TUGAS TERTULIS A. Susunlah sebagai tabel Markdown semua baris rekaman, mulai dari awal rekaman sampai dengan baris yang memuat "278], [99, 278]]]", termasuk kedua ujungnya. Pakai kolom "Nomor" dan "Baris", dan lewati baris kosong.

TEKS.
--*--
MENCARI SOSOK PEMIMPIN IDEAL BUAT INDONESIA

0 262
“ANAK-anak muda menuntut hak untuk memperoleh giliran memimpin. Sayang tidak ada penjelasan mengenai memimpin apa. Sesudah deklarasi yang disiarkan Metro TV malam itu, suasana senyap kembali, seperti tak pernah terjadi apa pun.”

Itulah sepenggal kalimat pembuka Mohamad Sobary dalam kolomnya “Asal Usul” di Kompas, Minggu, 2 November 2007. Tulisannya itu tidak urung membuat anak-anak muda di negeri ini — terutama para penggagas acara tersebut — sedikit kebakaran jenggot.

Secara agak atraktif, Metro TV lewat acaranya Newsdotcom, Minggu 28 Oktober 2007 (bertepatan dengan Hari Sumpah Pemuda) menyiarkan secara live pendeklarasian peristiwa tersebut yang oleh Effendi Gazali disebut sebagai “Sumpah Pemuda II”. Dalam acara yang berlangsung di aula gedung Balai Pustaka tersebut para pemuda dari berbagai elemen menyatakan tekadnya untuk memimpin bangsa ini. Ada kesan, mereka tidak lagi percaya dengan kepemimpinan bangsa ini yang berunsur orang-orang berusia di atas 50 tahun yang tidak menghasilkan prestasi apa-apa.

Melanjutkan opininya, Mohamad Sobary menulis, generasi muda, harapan bangsa, ternyata juga tak punya konsep tentang kepemimpinan, terobosan terhadap krisis, dan jawaban tentang ke-Indonesia-an masa depan. Apa yang mereka maksud memimpin? Sudah begitu banyak anak muda menjadi anggota DPR, tetapi kekuasaan membuat mereka terbius dan kesudahannya hanya sibuk memperkaya diri.
--*--
BARIS DATA.

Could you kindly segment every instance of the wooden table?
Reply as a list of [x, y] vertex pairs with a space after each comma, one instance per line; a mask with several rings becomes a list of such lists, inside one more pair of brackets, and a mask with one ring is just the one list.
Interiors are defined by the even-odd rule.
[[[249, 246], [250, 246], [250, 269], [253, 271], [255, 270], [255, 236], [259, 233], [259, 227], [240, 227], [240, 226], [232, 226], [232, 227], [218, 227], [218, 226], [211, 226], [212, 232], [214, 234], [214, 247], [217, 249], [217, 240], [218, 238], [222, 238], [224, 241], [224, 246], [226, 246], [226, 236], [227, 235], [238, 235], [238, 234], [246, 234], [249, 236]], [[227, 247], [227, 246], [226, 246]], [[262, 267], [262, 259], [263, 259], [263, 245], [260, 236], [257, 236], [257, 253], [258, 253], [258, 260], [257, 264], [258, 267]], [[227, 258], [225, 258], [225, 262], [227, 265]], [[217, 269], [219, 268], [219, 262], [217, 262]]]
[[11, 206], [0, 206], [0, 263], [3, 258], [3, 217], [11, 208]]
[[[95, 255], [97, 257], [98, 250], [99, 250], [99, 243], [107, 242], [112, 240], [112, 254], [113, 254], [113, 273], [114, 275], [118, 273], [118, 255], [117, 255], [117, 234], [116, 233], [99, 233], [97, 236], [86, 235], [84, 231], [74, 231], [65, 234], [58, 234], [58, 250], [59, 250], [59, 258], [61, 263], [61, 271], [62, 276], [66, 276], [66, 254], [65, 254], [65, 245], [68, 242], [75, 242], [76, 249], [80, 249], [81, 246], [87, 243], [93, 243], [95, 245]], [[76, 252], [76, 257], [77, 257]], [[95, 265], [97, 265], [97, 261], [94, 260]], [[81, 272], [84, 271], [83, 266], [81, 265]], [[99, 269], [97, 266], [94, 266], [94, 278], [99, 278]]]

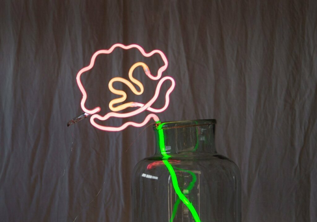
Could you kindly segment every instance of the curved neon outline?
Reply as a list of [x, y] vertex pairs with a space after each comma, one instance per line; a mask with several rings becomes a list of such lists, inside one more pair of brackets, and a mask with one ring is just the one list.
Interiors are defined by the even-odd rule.
[[147, 53], [144, 51], [144, 50], [141, 46], [136, 44], [133, 44], [128, 46], [125, 46], [121, 43], [117, 43], [112, 46], [109, 49], [101, 49], [101, 50], [97, 51], [94, 54], [92, 57], [91, 59], [90, 60], [90, 63], [89, 64], [89, 65], [86, 67], [84, 67], [80, 70], [77, 73], [77, 76], [76, 77], [77, 84], [78, 85], [79, 89], [80, 90], [81, 92], [81, 94], [82, 94], [82, 98], [81, 99], [81, 109], [86, 113], [89, 114], [94, 114], [100, 112], [101, 109], [99, 107], [95, 107], [92, 109], [88, 109], [86, 108], [85, 105], [85, 103], [86, 102], [86, 100], [87, 99], [87, 93], [81, 81], [81, 76], [84, 72], [90, 70], [93, 68], [94, 65], [95, 60], [96, 60], [96, 58], [99, 55], [103, 54], [108, 54], [111, 53], [113, 51], [113, 50], [117, 47], [120, 47], [124, 49], [129, 49], [133, 48], [136, 48], [139, 49], [142, 54], [146, 57], [150, 57], [156, 53], [159, 54], [161, 56], [163, 61], [164, 62], [164, 65], [162, 66], [161, 66], [158, 69], [158, 71], [157, 75], [156, 76], [153, 76], [151, 74], [149, 70], [146, 72], [146, 75], [153, 80], [157, 80], [160, 78], [162, 76], [162, 73], [165, 71], [166, 68], [167, 68], [168, 62], [167, 61], [167, 59], [166, 59], [166, 57], [162, 52], [156, 49], [151, 51], [150, 52]]
[[126, 93], [123, 90], [119, 90], [113, 88], [112, 85], [113, 83], [115, 82], [120, 82], [122, 83], [124, 83], [128, 87], [130, 88], [133, 93], [136, 95], [141, 95], [143, 93], [144, 90], [144, 88], [143, 87], [143, 84], [142, 83], [137, 79], [136, 79], [133, 77], [133, 73], [134, 69], [138, 66], [141, 66], [143, 67], [145, 72], [146, 74], [146, 72], [147, 71], [149, 71], [149, 67], [145, 63], [143, 62], [139, 62], [135, 63], [130, 68], [129, 70], [129, 78], [131, 80], [131, 82], [135, 83], [140, 88], [140, 91], [138, 91], [135, 88], [135, 87], [133, 85], [132, 83], [129, 82], [129, 80], [121, 77], [114, 77], [111, 79], [109, 81], [108, 84], [108, 86], [110, 91], [114, 94], [117, 95], [121, 96], [121, 97], [116, 99], [114, 99], [109, 103], [109, 108], [112, 111], [116, 112], [116, 111], [120, 111], [123, 109], [127, 108], [128, 107], [133, 107], [134, 106], [133, 105], [133, 102], [126, 102], [123, 104], [119, 105], [116, 107], [114, 107], [113, 105], [119, 102], [122, 102], [125, 101], [126, 99]]
[[[152, 75], [148, 67], [145, 64], [142, 62], [138, 62], [134, 64], [130, 68], [129, 71], [129, 78], [131, 81], [136, 84], [140, 88], [139, 91], [138, 91], [135, 87], [132, 84], [132, 83], [125, 79], [120, 77], [115, 77], [112, 79], [109, 82], [108, 86], [110, 91], [119, 95], [121, 95], [121, 97], [113, 100], [109, 104], [110, 108], [113, 111], [118, 111], [122, 110], [128, 107], [139, 107], [139, 108], [134, 111], [126, 113], [118, 113], [114, 112], [109, 113], [104, 116], [101, 116], [96, 114], [101, 110], [101, 108], [99, 107], [95, 107], [91, 109], [89, 109], [86, 108], [85, 106], [85, 103], [87, 99], [87, 93], [83, 86], [80, 80], [81, 75], [84, 72], [86, 72], [92, 69], [94, 65], [95, 61], [97, 57], [99, 54], [109, 54], [111, 53], [117, 47], [121, 48], [124, 49], [129, 49], [133, 48], [135, 48], [138, 49], [142, 54], [146, 57], [149, 57], [155, 53], [158, 53], [160, 55], [162, 59], [164, 62], [164, 65], [161, 66], [158, 71], [157, 75], [154, 76]], [[113, 105], [117, 103], [123, 102], [125, 100], [126, 98], [126, 94], [125, 92], [122, 90], [117, 90], [114, 89], [112, 87], [112, 83], [116, 81], [121, 82], [127, 85], [130, 89], [132, 90], [133, 92], [137, 95], [140, 95], [143, 92], [143, 85], [140, 82], [135, 79], [132, 76], [132, 72], [134, 69], [138, 66], [141, 65], [143, 68], [145, 74], [149, 78], [152, 80], [157, 80], [159, 79], [162, 76], [162, 73], [167, 68], [168, 65], [167, 59], [165, 55], [161, 51], [158, 50], [155, 50], [151, 51], [150, 52], [146, 52], [140, 46], [133, 44], [128, 46], [125, 46], [120, 43], [115, 44], [112, 46], [109, 49], [103, 49], [97, 51], [95, 52], [92, 57], [90, 60], [90, 63], [89, 65], [84, 67], [81, 69], [77, 74], [76, 80], [79, 89], [82, 94], [82, 98], [81, 102], [81, 109], [86, 113], [92, 115], [90, 118], [90, 123], [93, 126], [99, 129], [106, 131], [120, 131], [124, 129], [129, 126], [132, 126], [136, 127], [141, 127], [145, 125], [151, 119], [152, 119], [154, 121], [157, 121], [159, 120], [158, 117], [156, 115], [151, 114], [147, 115], [144, 119], [144, 120], [141, 123], [136, 123], [133, 122], [128, 122], [119, 127], [109, 126], [100, 125], [97, 123], [95, 121], [95, 119], [97, 119], [101, 120], [105, 120], [111, 117], [115, 117], [118, 118], [125, 118], [132, 116], [135, 115], [137, 115], [146, 110], [147, 110], [153, 113], [159, 113], [165, 110], [168, 106], [169, 104], [169, 95], [173, 91], [175, 86], [175, 82], [174, 80], [171, 77], [166, 76], [161, 79], [159, 81], [155, 93], [153, 97], [147, 103], [143, 103], [135, 102], [133, 102], [126, 103], [116, 107], [114, 107]], [[166, 92], [165, 96], [165, 105], [160, 109], [156, 109], [151, 107], [151, 106], [154, 103], [155, 101], [158, 96], [159, 90], [162, 84], [164, 81], [166, 80], [170, 80], [171, 83], [171, 87]], [[133, 89], [135, 89], [135, 92]]]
--*--
TUGAS TERTULIS B. Tuliskan kembali bagian teks tentang sosok pemimpin ideal, mulai dari "Itulah sepenggal kalimat" sampai dengan "sedikit kebakaran jenggot.". Tukar "kolomnya" dengan "rubriknya".

JAWABAN TUGAS A.
| Nomor | Baris |
|---|---|
| 1 | Could you kindly segment every instance of the wooden table? |
| 2 | Reply as a list of [x, y] vertex pairs with a space after each comma, one instance per line; a mask with several rings becomes a list of such lists, inside one more pair of brackets, and a mask with one ring is just the one list. |
| 3 | Interiors are defined by the even-odd rule. |
| 4 | [[[249, 246], [250, 246], [250, 269], [253, 271], [255, 270], [255, 236], [259, 233], [259, 227], [240, 227], [240, 226], [232, 226], [232, 227], [218, 227], [218, 226], [211, 226], [212, 232], [214, 234], [214, 247], [217, 249], [217, 240], [218, 238], [222, 238], [224, 241], [224, 246], [226, 246], [226, 236], [227, 235], [238, 235], [238, 234], [246, 234], [249, 236]], [[227, 247], [227, 246], [226, 246]], [[262, 267], [262, 259], [263, 259], [263, 245], [260, 236], [257, 236], [257, 253], [258, 253], [258, 260], [257, 264], [258, 267]], [[227, 258], [225, 258], [225, 262], [227, 265]], [[217, 269], [219, 268], [219, 262], [217, 262]]] |
| 5 | [[11, 206], [0, 206], [0, 263], [3, 258], [3, 217], [11, 208]] |
| 6 | [[[95, 255], [97, 257], [98, 250], [99, 250], [99, 243], [107, 242], [112, 240], [112, 254], [113, 254], [113, 273], [114, 275], [118, 273], [118, 255], [117, 255], [117, 234], [116, 233], [99, 233], [97, 236], [86, 235], [84, 231], [74, 231], [65, 234], [58, 234], [58, 250], [59, 250], [59, 258], [61, 263], [61, 271], [62, 276], [66, 276], [66, 254], [65, 254], [65, 245], [68, 242], [75, 242], [76, 249], [80, 249], [81, 246], [87, 243], [93, 243], [95, 245]], [[76, 252], [76, 257], [77, 257]], [[95, 265], [97, 265], [97, 261], [94, 260]], [[81, 272], [84, 271], [83, 266], [81, 265]], [[99, 269], [97, 266], [94, 266], [94, 278], [99, 278]]] |

JAWABAN TUGAS B.
Itulah sepenggal kalimat pembuka Mohamad Sobary dalam rubriknya “Asal Usul” di Kompas, Minggu, 2 November 2007. Tulisannya itu tidak urung membuat anak-anak muda di negeri ini — terutama para penggagas acara tersebut — sedikit kebakaran jenggot.